Exactly as given, write out the lines from the one containing "pink beanie hat." through the end of the listing, with both ends included and nothing else.
****************************************
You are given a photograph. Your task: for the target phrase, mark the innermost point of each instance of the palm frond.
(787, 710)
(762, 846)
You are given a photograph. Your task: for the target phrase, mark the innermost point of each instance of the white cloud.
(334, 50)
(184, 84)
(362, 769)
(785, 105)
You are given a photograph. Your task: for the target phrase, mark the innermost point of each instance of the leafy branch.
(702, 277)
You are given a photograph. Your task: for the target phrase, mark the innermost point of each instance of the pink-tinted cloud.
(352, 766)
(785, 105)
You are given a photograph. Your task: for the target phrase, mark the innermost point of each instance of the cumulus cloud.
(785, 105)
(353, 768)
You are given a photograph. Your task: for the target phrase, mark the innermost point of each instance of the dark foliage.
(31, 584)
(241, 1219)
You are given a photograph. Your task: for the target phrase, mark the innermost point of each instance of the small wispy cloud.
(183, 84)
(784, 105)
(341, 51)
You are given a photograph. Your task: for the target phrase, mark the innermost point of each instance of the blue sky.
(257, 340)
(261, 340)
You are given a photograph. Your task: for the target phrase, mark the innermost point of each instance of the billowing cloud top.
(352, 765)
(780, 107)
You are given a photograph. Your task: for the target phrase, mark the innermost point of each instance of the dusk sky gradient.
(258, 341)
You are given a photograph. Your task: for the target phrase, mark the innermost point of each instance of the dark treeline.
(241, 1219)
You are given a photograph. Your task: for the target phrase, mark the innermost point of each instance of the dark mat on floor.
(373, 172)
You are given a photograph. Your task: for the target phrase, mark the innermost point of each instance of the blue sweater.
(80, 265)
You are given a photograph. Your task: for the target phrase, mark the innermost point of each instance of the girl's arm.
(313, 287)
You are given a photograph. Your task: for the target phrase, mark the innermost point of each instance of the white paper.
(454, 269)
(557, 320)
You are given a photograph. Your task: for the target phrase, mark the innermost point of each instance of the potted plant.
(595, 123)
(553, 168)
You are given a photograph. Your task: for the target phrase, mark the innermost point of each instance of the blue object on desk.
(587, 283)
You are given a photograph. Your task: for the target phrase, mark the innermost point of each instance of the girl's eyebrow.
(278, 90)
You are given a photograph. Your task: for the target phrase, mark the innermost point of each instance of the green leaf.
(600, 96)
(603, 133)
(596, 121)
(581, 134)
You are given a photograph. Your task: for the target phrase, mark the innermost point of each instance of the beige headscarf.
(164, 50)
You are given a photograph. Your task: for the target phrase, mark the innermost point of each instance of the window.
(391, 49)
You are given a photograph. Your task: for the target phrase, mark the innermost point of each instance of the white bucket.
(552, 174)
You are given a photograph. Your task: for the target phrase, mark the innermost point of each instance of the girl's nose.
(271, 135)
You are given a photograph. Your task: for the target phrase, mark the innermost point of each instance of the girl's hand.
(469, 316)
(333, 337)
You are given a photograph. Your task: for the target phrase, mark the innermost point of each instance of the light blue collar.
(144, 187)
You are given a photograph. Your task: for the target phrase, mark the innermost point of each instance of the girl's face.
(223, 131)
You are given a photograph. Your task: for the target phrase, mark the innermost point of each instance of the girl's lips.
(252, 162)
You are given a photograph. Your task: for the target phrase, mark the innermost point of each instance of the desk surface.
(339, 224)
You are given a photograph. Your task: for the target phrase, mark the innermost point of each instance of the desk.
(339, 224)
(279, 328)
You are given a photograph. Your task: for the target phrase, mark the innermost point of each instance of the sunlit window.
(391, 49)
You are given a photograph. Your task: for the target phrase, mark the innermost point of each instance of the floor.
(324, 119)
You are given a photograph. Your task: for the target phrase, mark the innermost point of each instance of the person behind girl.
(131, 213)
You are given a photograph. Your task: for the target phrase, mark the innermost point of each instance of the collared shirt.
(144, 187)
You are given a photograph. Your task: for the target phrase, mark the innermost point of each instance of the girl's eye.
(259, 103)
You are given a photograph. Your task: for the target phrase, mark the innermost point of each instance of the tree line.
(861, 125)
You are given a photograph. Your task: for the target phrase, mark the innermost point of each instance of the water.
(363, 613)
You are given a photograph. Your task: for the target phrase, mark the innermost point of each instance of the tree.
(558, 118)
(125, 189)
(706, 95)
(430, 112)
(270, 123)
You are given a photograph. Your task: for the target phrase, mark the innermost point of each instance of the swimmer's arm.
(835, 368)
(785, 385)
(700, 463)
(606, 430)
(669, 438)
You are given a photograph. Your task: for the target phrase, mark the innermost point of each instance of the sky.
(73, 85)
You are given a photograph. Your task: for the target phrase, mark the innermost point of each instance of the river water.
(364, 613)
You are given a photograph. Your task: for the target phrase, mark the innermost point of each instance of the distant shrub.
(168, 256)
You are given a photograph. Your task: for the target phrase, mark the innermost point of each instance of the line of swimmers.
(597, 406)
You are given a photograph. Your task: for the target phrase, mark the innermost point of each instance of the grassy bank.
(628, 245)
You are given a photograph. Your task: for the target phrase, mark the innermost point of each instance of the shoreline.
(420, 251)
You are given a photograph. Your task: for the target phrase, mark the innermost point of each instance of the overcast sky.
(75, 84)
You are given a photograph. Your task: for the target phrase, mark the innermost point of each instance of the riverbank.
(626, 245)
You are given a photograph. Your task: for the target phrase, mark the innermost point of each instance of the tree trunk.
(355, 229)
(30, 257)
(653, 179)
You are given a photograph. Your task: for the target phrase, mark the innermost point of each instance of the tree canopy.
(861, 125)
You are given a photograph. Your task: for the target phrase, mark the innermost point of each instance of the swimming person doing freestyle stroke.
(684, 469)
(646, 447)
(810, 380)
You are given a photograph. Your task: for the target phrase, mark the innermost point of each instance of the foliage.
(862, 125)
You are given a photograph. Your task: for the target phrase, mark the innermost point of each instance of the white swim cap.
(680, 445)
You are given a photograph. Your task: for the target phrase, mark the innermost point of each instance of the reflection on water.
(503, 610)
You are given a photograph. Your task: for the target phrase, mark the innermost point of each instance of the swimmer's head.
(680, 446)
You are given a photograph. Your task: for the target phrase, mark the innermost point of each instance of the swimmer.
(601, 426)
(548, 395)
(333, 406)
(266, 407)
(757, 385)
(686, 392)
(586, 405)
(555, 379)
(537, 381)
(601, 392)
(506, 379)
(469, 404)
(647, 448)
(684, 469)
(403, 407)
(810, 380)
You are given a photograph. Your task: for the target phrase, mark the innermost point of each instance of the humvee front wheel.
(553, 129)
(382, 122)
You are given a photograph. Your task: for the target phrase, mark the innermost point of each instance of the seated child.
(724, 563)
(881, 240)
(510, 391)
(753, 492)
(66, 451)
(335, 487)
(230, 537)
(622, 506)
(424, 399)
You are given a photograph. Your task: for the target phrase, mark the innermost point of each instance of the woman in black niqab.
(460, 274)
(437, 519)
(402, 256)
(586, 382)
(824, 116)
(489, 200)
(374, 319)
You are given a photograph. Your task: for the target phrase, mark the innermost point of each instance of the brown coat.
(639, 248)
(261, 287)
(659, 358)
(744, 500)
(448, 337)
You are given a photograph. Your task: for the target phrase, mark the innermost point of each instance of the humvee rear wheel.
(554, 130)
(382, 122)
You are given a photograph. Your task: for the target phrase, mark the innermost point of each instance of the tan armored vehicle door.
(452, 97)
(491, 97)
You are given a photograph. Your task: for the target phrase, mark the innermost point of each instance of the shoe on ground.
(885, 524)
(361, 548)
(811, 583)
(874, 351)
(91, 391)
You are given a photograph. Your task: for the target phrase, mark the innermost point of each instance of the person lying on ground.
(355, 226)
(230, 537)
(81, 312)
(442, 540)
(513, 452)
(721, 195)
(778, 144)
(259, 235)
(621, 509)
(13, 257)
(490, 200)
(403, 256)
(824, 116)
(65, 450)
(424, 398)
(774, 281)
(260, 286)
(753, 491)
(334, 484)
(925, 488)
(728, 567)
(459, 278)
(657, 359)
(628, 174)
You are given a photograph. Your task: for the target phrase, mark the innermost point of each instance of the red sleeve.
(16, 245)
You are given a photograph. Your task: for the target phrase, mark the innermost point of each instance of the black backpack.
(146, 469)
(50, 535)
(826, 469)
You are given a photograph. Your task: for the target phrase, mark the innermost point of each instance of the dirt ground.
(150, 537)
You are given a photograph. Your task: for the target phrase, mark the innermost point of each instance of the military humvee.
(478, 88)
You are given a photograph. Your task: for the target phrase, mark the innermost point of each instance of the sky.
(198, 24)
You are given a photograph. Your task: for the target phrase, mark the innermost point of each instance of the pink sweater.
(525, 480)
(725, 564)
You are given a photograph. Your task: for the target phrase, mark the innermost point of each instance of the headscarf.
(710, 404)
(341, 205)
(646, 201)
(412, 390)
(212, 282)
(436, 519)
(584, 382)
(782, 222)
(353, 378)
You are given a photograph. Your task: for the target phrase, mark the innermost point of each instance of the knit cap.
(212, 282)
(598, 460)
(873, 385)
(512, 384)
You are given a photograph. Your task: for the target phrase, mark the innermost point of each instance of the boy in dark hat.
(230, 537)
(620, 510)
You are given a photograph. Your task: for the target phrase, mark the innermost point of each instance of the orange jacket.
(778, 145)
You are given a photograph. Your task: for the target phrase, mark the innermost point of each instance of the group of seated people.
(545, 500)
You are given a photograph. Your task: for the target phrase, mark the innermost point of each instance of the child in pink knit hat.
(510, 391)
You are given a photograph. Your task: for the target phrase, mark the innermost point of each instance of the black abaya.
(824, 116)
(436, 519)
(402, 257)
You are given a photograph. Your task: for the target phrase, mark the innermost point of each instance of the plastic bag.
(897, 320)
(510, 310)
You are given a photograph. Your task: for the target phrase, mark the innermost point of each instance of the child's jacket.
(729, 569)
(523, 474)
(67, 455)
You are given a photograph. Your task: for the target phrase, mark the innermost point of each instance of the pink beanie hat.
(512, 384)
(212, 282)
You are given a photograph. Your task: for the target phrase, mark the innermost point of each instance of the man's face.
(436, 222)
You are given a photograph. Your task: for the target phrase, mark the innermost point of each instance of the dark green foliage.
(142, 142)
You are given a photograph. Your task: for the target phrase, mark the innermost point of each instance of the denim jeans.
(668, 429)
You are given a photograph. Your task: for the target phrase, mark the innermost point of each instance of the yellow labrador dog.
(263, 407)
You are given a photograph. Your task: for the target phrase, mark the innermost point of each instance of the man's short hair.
****************************************
→ Exercise result:
You are given a photograph. Your task: for the target phrase, mark the innermost point of each instance of the pink beanie hat.
(512, 384)
(212, 282)
You are given a photograph. Your task: for the target phrase, mark the innermost point of each instance of the man's face.
(436, 222)
You are given a photograph. Your task: for the target phrase, mark the innermost point of each instance of the dark green foliage.
(142, 142)
You are given a photograph. Your task: for the target phrase, mark the innermost point of each instance of the denim jeans.
(668, 429)
You are given a photograph. Your task: for the target phrase, mark the innermost point of each instance of the yellow labrador dog.
(263, 407)
You are given a photograph. Your task: for the target phrase, mark the innermost point of each instance of the man's short hair.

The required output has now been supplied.